(Point placement records)

━━━━━━━━━━━━━━━━━━━━

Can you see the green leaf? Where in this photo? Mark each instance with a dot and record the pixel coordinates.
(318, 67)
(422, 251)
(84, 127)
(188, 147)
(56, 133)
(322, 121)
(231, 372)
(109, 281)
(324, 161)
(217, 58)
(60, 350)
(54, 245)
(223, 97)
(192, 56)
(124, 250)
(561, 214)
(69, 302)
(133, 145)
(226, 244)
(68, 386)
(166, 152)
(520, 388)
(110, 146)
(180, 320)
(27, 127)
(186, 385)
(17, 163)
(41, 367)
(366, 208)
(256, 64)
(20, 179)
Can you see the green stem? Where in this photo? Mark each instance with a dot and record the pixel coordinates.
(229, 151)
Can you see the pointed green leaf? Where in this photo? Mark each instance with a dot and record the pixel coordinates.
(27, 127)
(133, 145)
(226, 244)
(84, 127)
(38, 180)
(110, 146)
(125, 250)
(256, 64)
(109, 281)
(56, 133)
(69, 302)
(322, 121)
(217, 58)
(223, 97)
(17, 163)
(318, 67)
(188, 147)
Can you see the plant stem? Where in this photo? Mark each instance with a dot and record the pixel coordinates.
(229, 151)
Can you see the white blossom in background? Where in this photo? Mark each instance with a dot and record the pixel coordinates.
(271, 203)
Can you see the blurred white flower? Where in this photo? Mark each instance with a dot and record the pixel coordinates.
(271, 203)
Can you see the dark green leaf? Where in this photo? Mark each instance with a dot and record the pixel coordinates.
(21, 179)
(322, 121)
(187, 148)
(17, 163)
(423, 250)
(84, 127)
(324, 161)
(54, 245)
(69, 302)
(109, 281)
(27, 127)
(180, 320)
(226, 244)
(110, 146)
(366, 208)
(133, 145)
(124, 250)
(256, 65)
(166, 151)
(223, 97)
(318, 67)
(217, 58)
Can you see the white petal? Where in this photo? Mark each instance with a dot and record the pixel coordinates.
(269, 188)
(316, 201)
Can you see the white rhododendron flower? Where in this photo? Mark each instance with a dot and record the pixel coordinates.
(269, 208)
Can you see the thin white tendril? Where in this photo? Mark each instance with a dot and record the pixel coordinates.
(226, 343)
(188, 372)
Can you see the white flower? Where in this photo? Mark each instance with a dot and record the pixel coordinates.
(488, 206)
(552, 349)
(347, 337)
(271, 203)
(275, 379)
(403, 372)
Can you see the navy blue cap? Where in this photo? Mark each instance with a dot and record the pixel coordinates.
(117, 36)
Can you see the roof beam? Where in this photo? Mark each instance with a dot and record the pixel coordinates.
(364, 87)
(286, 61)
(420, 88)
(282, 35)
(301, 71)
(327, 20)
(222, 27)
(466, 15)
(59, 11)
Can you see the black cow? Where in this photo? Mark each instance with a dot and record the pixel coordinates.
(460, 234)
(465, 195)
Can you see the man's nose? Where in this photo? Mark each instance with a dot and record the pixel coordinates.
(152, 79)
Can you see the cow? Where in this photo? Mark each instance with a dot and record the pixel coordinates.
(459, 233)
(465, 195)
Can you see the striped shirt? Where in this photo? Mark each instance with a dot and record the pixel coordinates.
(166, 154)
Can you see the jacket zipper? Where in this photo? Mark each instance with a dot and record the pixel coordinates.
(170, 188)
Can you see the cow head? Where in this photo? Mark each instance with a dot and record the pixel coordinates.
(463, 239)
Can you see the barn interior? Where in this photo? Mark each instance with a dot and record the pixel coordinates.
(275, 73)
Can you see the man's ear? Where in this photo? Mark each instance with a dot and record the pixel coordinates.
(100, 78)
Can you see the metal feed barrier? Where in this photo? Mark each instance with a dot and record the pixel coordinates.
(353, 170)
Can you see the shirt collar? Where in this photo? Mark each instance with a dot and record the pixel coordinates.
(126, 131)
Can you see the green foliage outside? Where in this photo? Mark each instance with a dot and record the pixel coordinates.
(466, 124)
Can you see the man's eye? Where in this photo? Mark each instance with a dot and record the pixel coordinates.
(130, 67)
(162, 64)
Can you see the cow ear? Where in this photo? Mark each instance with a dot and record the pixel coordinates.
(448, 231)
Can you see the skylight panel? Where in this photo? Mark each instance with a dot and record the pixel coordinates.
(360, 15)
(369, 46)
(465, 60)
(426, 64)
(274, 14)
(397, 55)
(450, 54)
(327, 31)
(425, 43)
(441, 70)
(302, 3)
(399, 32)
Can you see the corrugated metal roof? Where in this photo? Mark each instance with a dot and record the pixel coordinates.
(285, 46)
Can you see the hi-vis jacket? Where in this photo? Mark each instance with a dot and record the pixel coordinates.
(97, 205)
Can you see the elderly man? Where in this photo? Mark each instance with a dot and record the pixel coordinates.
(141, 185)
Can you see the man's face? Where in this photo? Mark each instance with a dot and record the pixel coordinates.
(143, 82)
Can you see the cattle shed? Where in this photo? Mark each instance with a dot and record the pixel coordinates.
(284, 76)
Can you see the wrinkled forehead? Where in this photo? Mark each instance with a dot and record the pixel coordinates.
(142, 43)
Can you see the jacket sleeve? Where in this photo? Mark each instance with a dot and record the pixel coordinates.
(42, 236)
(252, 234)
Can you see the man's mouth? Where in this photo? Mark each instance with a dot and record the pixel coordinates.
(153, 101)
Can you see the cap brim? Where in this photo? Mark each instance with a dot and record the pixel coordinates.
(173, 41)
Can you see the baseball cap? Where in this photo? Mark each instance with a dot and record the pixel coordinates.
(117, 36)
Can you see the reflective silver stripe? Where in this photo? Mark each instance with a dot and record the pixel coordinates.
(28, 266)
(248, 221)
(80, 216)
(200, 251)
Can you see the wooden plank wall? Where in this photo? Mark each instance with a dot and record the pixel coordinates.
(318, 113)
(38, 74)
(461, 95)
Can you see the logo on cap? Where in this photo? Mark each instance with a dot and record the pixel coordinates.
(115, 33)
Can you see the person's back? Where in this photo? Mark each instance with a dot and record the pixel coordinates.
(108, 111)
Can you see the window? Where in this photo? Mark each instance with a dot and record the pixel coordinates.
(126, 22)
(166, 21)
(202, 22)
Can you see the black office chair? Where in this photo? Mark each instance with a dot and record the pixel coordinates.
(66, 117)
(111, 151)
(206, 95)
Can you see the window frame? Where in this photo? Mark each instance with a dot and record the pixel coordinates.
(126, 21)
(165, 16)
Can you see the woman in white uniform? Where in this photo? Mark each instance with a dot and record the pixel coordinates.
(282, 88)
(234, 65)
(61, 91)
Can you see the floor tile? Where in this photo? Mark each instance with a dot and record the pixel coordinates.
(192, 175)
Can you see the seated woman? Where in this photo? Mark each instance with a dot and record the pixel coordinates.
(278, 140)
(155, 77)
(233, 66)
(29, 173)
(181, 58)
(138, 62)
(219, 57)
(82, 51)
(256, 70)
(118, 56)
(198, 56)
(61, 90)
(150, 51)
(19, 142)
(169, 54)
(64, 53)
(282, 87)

━━━━━━━━━━━━━━━━━━━━

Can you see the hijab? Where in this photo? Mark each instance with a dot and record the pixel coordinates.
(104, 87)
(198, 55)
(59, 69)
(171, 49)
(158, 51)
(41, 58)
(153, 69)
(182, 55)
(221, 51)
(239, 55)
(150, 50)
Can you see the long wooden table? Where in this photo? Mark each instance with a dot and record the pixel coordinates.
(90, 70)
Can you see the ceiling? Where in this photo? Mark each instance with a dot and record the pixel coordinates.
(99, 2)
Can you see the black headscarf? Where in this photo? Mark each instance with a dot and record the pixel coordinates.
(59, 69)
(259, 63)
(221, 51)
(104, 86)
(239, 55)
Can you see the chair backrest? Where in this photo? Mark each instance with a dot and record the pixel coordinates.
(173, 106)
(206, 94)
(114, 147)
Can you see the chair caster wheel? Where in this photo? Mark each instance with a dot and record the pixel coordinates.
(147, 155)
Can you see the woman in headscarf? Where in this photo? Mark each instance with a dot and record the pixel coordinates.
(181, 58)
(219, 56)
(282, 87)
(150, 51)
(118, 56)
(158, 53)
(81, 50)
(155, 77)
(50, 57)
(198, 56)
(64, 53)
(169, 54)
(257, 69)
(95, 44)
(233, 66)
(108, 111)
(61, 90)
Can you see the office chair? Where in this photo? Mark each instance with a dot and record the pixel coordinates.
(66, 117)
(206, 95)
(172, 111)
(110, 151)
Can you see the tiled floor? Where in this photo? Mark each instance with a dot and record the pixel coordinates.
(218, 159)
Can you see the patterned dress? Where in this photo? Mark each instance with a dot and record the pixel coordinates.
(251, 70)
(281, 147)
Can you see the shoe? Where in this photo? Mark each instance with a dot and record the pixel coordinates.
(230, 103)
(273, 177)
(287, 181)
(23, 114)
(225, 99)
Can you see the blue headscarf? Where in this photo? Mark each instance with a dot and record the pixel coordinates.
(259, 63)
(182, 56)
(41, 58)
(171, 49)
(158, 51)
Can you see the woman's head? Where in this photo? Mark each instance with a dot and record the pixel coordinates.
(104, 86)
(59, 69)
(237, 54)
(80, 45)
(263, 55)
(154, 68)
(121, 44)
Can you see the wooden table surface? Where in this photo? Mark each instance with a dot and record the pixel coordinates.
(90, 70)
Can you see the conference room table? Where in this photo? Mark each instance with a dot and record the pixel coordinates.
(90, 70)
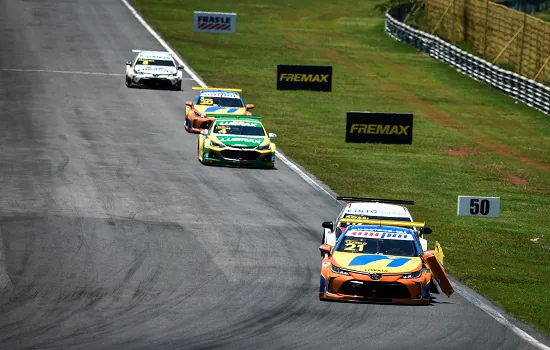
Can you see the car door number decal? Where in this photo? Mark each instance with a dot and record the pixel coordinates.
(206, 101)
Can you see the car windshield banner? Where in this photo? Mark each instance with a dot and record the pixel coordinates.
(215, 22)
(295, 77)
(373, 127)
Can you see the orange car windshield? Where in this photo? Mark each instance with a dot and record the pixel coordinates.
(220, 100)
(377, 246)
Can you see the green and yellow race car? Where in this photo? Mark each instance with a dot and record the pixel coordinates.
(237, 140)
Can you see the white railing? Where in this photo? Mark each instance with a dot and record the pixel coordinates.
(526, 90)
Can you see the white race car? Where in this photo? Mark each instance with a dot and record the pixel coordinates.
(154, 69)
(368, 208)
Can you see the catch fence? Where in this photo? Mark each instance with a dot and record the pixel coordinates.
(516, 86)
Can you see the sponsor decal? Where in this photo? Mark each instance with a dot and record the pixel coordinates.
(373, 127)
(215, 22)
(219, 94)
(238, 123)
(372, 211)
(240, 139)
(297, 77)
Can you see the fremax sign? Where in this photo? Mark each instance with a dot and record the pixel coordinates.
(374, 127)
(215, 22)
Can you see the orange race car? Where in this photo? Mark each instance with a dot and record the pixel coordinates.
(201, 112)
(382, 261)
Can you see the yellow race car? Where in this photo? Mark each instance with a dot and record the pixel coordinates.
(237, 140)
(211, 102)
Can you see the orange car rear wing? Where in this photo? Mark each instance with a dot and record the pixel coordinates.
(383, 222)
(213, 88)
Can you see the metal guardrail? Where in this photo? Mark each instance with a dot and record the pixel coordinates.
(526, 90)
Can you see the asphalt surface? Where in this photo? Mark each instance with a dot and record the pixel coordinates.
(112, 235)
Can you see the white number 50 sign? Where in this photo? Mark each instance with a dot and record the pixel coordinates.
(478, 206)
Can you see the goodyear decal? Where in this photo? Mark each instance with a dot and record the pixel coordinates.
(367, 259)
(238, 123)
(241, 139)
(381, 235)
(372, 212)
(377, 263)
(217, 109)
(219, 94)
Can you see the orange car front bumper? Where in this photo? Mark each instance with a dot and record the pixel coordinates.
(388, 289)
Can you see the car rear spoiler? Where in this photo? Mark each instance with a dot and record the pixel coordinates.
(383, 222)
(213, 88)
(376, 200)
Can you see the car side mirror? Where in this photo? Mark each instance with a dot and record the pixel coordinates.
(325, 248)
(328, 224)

━━━━━━━━━━━━━━━━━━━━

__Objective__:
Count the lines in the entries above that contain the word "green", treating case as significant, and give only that number.

__Answer to the task__:
6